[Problem]
Retype only what runs from the line that contains "Tag a single point on each instance of the metal" through the last line of the listing below, both lines included.

Point labeling examples:
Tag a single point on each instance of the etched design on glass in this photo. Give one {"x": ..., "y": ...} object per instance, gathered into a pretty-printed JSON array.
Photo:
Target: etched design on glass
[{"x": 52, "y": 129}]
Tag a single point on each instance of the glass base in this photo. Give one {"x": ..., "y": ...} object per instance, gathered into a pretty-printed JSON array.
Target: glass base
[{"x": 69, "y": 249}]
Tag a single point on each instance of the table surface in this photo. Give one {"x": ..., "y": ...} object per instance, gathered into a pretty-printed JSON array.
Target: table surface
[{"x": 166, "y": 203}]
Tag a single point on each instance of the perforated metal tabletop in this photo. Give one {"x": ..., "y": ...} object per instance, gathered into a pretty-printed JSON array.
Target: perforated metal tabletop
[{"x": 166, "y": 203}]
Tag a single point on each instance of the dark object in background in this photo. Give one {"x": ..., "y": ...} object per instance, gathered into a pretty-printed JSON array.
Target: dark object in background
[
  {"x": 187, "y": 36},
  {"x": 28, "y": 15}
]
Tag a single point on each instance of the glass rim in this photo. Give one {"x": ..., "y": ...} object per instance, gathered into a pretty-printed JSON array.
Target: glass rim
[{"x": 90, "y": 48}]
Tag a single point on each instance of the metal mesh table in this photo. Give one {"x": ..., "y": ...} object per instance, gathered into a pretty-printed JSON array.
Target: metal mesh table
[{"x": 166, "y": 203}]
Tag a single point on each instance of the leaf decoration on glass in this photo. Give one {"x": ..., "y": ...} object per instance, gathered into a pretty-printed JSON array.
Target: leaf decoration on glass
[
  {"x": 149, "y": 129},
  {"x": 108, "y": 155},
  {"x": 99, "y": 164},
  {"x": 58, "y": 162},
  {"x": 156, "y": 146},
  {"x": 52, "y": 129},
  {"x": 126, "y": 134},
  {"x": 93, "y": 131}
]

[Correct answer]
Tag a single point on each instance of the metal mesh table in this photo. Give one {"x": ..., "y": ...} object per instance, gathered into a pretty-printed JSON array.
Target: metal mesh table
[{"x": 166, "y": 203}]
Tag a single point on each instance of the leaf decoration on glass in this photo. Give one {"x": ..., "y": ...} object per instance, gathered into a pretty-printed JSON array.
Target: leaf decoration on glass
[
  {"x": 149, "y": 129},
  {"x": 108, "y": 155},
  {"x": 99, "y": 164},
  {"x": 58, "y": 162},
  {"x": 156, "y": 146},
  {"x": 52, "y": 129},
  {"x": 126, "y": 134},
  {"x": 93, "y": 131}
]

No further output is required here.